**EXERCISE SET**
- 1) From the article on the show, list every musical number performed by Johnny Cash alone.
- 2) Continue the article on the show from its last sentence.

At the end of the show, the traditional announcement is made that "Elvis has left the building".

== Casts and characters ==

| Character | Chicago | Broadway | West End |
| 2008 | 2010 | 2011 |
| Sam Phillips | Tim Decker | Hunter Foster | Bill Ward |
| Jerry Lee Lewis | Lance Lipinsky | Levi Kreis | Ben Goddard |
| Carl Perkins | Gabe Bowlings | Robert Britton Lyons |  |
| Johnny Cash | Sean Sullivan | Lance Guest | Derek Hagen |
| Elvis Presley | David Lago | Eddie Clendening | Michael Malarkey |
| Dyanne | Kelly Lamont | Elizabeth Stanley | Francesca Jackson |

=== Characters ===

- Carl Perkins
- Johnny Cash
- Jerry Lee Lewis
- Elvis Presley
- Sam Phillips (producer and founder of Sun Records)
- Jay Perkins (bass, brother of Carl Perkins)
- W. S. "Fluke" Holland (drummer)
- Dyanne

==Musical numbers==
- Blue Suede Shoes (Music and Lyrics By Carl L. Perkins) – Company
- Real Wild Child (Music and Lyrics By Johnny O'Keefe, John Greenan and Dave Owens) – Jerry Lee Lewis
- Matchbox (Music and Lyrics By Carl L. Perkins) – Carl Perkins
- Who Do You Love? (Music and Lyrics By Ellas McDaniel) – Carl Perkins
- Folsom Prison Blues (Music and Lyrics By John R. Cash) – Johnny Cash
- Fever (Music and Lyrics By Eddie Cooley and Otis Blackwell) – Dyanne
- Memories Are Made of This (Music and Lyrics By Terry Gilkyson, Richard Dehr and Frank Miller) – Elvis Presley
- That's All Right (Music and Lyrics By Arthur Crudup) – Elvis Presley
- Brown Eyed Handsome Man (Music and Lyrics By Chuck Berry) – Company
- Down by the Riverside – Company
- Sixteen Tons (Music and Lyrics By Merle Travis) – Johnny Cash
- My Babe (Music and Lyrics By Willie Dixon) – Carl Perkins
- Long Tall Sally (Music and Lyrics By Robert Blackwell, Enotris Johnson and Richard Penniman) – Elvis Presley
- Peace in the Valley (Music and Lyrics By Thomas A. Dorsey) – Company
- I Walk the Line (Music and Lyrics By John R. Cash) – Johnny Cash
- I Hear You Knocking (Music and Lyrics By Dave Bartholomew and Pearl King) – Dyanne
- Party (Music and Lyrics By Jessie Mae Robinson) – Carl Perkins and Company
- Great Balls of Fire (Music and Lyrics By Otis Blackwell and Jack Hammer) – Jerry Lee Lewis
- Down by the Riverside (Reprise) – Company
- Hound Dog (Music and Lyrics By Jerry Leiber and Mike Stoller) – Elvis Presley
- Ghost Riders (Music and Lyrics By Stan Jones) – Johnny Cash
- See You Later Alligator (Music and Lyrics By Robert Guidry) – Carl Perkins
- Whole Lotta Shakin' Goin' On (Music and Lyrics By Curly Williams) – Jerry Lee Lewis

===Notable celebrity performers===
Several notable performers have joined the cast of the show for the encore, including: Melissa Etheridge on June 23, 2010, Jerry Lee Lewis on September 10, 2010, Lesley Gore on October 28, 2010, and Ray Benson on November 16, 2010.

**DATASET CONTENT**
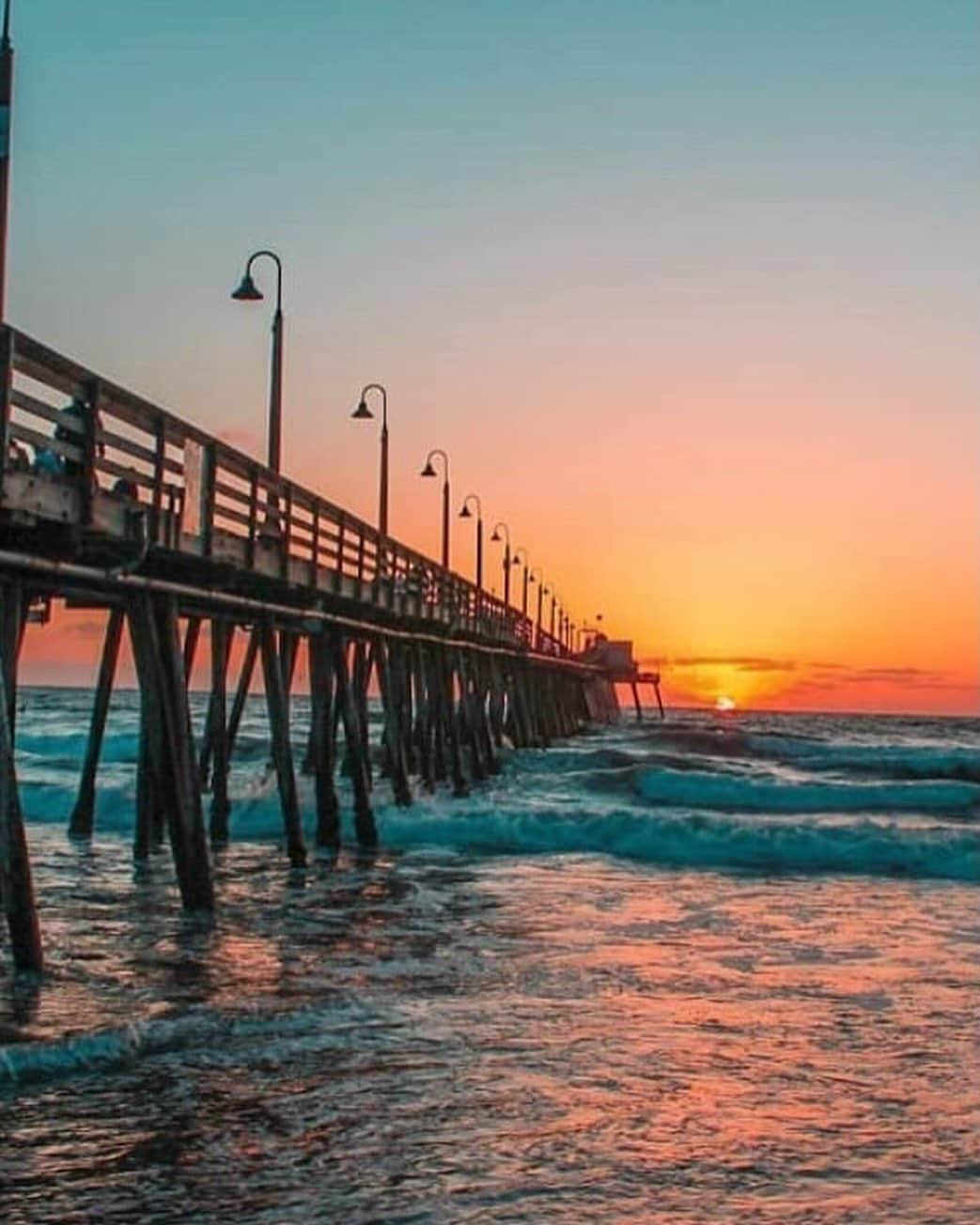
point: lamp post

**THE RESULTS**
- 1) Folsom Prison Blues, Sixteen Tons, I Walk the Line, Ghost Riders

- 2)
==Reception==
Million Dollar Quartet received mixed reviews from critics (the average grade of 28 major reviews was a "B").

The New York Times reviewer wrote that "There's a lot to like about this relatively scrappy variation on a familiar theme. 'Million Dollar Quartet' has a pleasing modesty, taking place as it does on a single afternoon, Dec. 4, 1956, in the rattletrap recording studio of Sun Records in Memphis...The actors portraying these pioneers... don’t just play the roles but play the music too. Gifted musicians and likable performers, they tackle with no apparent discomfort the unenviable chore of impersonating some of the most revered names in pop music, from their slick pompadours right down to their frisky, agile fingertips."

In a summary of the Broadway reviews, the Backstage reviewer noted: "When the curtain call is the most exciting part of a show, it's definitely a problem. Such is the case with "Million Dollar Quartet", the latest attempt to turn pop nostalgia into Broadway box-office gold." The New York Magazine reviewer commented "The actors—all four of them crackerjack singers and musicians—distill the essence of their real-life counterparts without succumbing to excessive caricature."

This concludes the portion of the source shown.